Extracted text:
Recently, we have added some experimental extensions to make the event system even more capable. Note that many of these features are subject to change and are only available when using the latest versions of the FBSD410-STD and RHL90-STD disk images. The NS file below gives an example of using these extensions to automate the process of creating disk images. First, it downloads a network traffic analyzer, iftop, then proceeds to build and install the software. Next, the source directory is removed and a snapshot is taken of the node's disk. Finally, after the snapshot completes and the node has finished rebooting, the experiment is swapped out.
set opt(VERSION) 0.16 set ns [new Simulator] source tb_compat.tcl set node [$ns node] tb-set-node-tarfiles $node \ /tmp http://www.ex-parrot.com/~pdw/iftop/download/iftop-$opt(VERSION).tar.gz set builder [$node program-agent -dir "/tmp/iftop-$opt(VERSION)"] set cleaner [$node program-agent] set build [$ns event-sequence { $builder run -command "./configure" $builder run -command "gmake" $builder run -command "sudo gmake install"}] set clean [$ns event-sequence { $cleaner run -command "sudo rm -rf /tmp/iftop-$opt(VERSION)" }] set doit [$ns event-sequence { $build run $clean run $node snapshot-to RHL90-CUSTOMIZED $ns swapout }] $ns at 0.0 "$doit start" $ns run
An example NS file that automates the process of installing software on a node and taking a snapshot of the disk image.

Data section:
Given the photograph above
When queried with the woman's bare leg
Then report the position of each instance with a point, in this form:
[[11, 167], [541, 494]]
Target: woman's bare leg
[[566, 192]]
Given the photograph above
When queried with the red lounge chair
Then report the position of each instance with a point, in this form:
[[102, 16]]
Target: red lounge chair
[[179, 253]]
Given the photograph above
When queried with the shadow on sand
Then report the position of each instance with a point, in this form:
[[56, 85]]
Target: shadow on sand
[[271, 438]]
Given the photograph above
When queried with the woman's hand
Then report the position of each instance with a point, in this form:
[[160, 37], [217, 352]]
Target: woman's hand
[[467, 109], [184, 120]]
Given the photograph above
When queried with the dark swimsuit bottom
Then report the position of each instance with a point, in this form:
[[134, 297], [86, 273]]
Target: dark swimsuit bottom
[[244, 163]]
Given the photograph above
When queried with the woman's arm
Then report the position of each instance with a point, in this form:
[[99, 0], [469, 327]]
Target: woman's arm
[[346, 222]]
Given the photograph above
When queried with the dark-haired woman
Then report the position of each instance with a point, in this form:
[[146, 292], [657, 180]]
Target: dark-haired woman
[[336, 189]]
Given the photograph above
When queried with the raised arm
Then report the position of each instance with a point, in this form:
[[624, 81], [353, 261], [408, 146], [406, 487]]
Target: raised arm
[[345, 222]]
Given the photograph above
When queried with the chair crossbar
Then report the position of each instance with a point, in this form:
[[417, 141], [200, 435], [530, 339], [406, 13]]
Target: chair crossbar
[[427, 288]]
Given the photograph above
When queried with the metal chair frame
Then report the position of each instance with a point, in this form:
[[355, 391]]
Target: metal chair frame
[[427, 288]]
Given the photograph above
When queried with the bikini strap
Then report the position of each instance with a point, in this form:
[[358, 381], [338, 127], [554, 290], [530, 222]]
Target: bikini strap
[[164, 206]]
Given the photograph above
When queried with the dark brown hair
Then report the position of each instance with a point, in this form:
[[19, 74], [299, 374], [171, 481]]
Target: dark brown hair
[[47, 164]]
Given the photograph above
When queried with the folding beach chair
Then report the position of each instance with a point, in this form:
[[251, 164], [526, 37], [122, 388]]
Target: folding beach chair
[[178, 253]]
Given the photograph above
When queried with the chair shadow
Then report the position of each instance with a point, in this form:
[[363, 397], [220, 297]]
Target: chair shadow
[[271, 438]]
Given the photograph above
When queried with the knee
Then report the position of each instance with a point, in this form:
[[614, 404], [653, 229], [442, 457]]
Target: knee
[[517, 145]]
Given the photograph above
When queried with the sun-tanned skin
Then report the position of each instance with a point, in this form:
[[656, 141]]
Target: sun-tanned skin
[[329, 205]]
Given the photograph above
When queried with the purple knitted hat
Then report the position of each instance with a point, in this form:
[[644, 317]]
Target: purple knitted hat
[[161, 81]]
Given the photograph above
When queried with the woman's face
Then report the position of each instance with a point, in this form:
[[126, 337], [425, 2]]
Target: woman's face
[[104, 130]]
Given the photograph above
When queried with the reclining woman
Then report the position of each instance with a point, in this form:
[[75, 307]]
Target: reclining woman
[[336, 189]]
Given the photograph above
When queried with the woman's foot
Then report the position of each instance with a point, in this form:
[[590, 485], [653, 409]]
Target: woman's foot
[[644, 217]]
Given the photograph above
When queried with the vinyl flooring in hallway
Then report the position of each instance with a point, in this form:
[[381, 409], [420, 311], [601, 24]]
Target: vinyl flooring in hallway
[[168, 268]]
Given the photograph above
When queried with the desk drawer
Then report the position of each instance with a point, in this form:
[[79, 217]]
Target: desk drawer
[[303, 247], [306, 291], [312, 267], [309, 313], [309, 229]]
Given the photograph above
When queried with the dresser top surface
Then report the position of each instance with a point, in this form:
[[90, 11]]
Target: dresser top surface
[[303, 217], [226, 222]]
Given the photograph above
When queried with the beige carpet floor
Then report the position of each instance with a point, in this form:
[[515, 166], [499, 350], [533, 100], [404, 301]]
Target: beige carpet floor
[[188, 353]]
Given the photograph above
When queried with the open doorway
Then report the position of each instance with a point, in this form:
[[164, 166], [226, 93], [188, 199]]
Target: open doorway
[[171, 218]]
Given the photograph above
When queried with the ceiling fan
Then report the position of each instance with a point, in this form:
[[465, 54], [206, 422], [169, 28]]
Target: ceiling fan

Your instructions:
Please reproduce the passage on the experimental event system extensions above, from "Recently, we have" up to and including "is swapped out.".

Expected answer:
Recently, we have added some experimental extensions to make the event system even more capable. Note that many of these features are subject to change and are only available when using the latest versions of the FBSD410-STD and RHL90-STD disk images. The NS file below gives an example of using these extensions to automate the process of creating disk images. First, it downloads a network traffic analyzer, iftop, then proceeds to build and install the software. Next, the source directory is removed and a snapshot is taken of the node's disk. Finally, after the snapshot completes and the node has finished rebooting, the experiment is swapped out.